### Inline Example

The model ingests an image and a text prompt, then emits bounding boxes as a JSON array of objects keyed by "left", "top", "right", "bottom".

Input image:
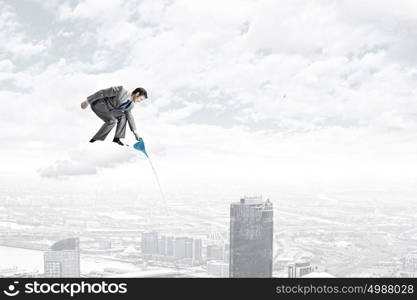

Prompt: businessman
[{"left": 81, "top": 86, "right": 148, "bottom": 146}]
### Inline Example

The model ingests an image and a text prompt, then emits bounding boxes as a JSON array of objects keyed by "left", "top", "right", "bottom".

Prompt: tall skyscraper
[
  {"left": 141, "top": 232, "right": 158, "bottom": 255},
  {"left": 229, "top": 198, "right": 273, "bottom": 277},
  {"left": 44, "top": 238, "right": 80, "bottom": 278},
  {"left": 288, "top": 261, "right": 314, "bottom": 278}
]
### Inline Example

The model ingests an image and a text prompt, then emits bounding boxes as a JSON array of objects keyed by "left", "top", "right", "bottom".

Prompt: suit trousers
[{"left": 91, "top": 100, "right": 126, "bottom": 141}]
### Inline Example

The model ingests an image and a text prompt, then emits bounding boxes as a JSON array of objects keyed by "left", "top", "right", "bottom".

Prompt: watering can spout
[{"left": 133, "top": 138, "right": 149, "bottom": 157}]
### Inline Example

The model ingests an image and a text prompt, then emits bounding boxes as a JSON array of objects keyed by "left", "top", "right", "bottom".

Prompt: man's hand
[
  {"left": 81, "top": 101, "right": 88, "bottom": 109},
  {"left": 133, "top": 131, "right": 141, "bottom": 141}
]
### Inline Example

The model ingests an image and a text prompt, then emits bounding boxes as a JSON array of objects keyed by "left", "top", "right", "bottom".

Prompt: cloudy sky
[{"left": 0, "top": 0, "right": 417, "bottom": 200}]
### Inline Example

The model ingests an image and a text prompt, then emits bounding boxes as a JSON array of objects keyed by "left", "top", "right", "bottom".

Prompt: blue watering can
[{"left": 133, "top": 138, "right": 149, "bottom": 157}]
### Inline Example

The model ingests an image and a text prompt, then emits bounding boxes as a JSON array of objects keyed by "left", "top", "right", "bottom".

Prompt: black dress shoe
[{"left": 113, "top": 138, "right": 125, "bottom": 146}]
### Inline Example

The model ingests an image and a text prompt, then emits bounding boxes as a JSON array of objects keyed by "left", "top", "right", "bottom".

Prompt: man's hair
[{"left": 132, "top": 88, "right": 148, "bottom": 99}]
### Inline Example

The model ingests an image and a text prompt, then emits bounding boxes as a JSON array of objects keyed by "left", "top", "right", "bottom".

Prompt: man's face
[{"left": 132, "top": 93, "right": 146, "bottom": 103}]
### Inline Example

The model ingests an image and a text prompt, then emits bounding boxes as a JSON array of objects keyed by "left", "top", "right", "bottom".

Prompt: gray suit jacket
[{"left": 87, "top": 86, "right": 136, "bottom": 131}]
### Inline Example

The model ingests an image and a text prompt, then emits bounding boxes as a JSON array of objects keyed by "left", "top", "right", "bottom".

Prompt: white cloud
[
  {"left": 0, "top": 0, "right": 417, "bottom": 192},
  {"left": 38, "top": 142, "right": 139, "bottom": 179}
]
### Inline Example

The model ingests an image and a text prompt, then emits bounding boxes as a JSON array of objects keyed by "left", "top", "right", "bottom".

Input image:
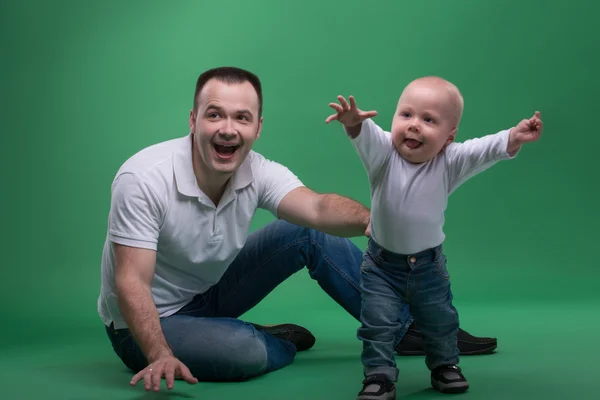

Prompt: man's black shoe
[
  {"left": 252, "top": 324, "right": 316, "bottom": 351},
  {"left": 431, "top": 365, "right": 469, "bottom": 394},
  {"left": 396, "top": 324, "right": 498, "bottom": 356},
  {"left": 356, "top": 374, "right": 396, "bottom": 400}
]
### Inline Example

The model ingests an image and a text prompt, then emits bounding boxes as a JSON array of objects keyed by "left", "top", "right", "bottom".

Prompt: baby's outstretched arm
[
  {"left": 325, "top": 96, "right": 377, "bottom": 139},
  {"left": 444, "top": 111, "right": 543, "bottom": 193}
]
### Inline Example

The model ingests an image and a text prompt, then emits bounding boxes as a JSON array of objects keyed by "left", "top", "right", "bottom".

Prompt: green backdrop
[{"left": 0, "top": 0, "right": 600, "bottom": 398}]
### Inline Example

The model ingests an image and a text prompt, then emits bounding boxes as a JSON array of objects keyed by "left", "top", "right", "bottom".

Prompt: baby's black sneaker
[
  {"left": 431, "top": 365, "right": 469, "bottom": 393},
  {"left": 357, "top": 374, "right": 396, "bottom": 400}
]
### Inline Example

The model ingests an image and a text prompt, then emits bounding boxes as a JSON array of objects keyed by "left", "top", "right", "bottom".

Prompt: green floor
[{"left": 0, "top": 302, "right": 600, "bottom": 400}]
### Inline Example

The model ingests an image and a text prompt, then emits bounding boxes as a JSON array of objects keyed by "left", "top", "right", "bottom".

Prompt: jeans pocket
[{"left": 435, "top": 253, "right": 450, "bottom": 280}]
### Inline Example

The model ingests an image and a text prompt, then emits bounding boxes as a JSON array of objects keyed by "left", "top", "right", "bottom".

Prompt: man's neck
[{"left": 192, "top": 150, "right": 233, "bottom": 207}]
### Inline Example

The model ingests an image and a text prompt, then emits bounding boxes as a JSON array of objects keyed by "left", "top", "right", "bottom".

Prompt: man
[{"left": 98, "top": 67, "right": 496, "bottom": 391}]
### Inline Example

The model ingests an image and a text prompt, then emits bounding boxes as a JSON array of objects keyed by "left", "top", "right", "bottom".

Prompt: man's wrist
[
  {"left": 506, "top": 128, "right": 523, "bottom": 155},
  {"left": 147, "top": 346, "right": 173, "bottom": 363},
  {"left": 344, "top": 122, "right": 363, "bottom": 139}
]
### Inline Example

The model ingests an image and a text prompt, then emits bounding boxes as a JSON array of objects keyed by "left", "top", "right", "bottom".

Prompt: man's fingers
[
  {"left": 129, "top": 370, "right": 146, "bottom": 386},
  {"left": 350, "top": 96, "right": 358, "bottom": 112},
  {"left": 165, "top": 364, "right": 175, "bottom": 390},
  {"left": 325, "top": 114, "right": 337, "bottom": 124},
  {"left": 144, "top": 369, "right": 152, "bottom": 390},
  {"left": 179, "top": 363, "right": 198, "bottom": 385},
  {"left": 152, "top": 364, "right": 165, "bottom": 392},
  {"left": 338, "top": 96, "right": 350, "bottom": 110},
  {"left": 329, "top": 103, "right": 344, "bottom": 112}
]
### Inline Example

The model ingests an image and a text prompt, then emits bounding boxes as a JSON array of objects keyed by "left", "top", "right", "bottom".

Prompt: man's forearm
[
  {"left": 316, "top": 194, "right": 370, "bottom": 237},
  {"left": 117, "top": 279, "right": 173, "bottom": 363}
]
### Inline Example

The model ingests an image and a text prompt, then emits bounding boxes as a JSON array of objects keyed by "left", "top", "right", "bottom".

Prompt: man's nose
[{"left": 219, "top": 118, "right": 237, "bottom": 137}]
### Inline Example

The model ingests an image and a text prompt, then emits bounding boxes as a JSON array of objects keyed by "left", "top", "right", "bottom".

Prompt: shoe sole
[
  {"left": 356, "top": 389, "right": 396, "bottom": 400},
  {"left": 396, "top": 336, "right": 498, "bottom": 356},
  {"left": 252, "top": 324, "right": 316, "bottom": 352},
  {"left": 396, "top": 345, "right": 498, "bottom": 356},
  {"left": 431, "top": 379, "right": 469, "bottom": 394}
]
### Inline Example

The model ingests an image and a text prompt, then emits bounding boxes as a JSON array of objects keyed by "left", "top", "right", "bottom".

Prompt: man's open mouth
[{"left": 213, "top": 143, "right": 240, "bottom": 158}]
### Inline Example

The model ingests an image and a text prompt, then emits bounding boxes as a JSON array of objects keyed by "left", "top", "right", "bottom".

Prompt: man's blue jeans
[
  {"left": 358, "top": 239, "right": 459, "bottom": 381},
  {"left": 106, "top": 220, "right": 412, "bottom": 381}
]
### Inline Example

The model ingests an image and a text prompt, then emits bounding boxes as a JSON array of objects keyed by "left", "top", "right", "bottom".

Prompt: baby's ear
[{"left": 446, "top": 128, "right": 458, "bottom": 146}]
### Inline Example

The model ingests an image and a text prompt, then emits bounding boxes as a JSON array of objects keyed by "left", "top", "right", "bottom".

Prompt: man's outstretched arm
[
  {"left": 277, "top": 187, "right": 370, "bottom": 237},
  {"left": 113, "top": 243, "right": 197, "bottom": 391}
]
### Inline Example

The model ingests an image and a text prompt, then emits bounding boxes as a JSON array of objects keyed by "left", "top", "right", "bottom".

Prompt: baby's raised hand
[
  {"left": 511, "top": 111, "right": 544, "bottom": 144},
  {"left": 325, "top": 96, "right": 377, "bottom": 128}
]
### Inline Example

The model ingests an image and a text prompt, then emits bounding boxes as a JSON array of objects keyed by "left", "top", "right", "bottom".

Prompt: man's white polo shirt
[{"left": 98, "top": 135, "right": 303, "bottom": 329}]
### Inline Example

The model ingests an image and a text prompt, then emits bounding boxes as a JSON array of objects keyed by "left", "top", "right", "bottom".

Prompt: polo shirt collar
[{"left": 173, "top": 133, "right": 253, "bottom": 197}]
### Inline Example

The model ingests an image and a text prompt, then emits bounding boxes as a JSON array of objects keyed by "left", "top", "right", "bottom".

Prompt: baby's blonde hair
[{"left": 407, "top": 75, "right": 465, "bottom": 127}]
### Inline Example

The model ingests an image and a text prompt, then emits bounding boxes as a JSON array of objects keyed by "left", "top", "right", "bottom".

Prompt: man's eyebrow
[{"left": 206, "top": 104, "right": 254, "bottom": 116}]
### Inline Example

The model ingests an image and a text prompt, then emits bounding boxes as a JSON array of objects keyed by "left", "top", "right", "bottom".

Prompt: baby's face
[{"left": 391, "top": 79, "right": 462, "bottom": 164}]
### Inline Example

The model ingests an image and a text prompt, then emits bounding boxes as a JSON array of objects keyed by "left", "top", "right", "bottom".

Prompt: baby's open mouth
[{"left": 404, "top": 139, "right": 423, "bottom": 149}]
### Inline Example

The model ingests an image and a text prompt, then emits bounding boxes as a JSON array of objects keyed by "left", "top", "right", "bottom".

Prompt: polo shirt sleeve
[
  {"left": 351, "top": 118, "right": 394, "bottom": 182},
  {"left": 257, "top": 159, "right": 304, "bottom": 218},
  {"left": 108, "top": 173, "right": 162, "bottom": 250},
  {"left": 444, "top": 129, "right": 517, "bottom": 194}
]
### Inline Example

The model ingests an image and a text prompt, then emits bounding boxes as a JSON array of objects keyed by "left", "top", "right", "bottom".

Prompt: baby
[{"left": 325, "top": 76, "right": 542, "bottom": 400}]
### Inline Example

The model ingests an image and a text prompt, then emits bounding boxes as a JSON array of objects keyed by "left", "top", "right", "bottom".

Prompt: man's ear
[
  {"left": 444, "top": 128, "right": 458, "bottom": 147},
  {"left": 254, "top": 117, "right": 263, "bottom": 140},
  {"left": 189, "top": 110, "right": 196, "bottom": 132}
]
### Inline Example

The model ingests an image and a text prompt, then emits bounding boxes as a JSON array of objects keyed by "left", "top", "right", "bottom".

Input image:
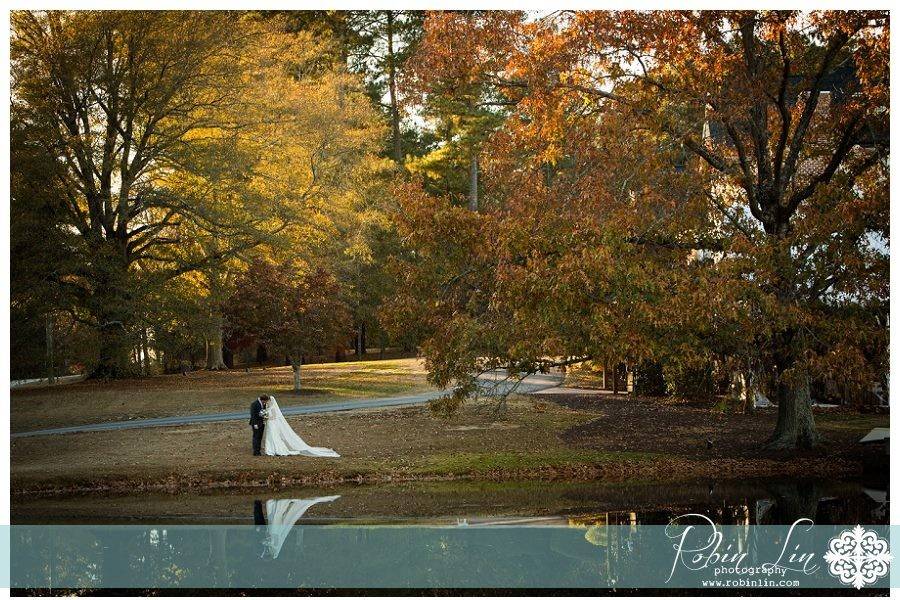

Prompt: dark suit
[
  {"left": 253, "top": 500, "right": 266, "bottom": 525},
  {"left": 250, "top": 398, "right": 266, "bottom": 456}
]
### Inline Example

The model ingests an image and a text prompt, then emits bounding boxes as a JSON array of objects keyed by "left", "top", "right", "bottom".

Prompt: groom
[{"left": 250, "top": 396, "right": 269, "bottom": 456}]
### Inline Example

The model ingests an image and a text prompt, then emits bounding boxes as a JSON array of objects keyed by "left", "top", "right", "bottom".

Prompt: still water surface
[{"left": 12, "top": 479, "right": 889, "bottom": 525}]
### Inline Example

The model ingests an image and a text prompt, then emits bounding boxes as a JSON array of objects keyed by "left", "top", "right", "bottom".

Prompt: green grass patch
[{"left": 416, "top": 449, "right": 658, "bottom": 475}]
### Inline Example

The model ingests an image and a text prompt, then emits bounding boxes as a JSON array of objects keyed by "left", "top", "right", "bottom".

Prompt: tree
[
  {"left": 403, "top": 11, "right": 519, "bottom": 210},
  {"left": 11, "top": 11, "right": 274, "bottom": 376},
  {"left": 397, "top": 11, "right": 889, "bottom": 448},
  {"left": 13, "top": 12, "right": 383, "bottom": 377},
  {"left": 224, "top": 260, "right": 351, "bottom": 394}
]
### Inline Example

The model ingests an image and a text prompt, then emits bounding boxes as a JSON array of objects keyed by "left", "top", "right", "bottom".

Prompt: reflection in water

== AIM OF THE EXERCISE ==
State how many lines of the listing above contain the string "open", treating uppercase and lowercase as distinct. Give only the number.

== EXPECTED ANSWER ==
2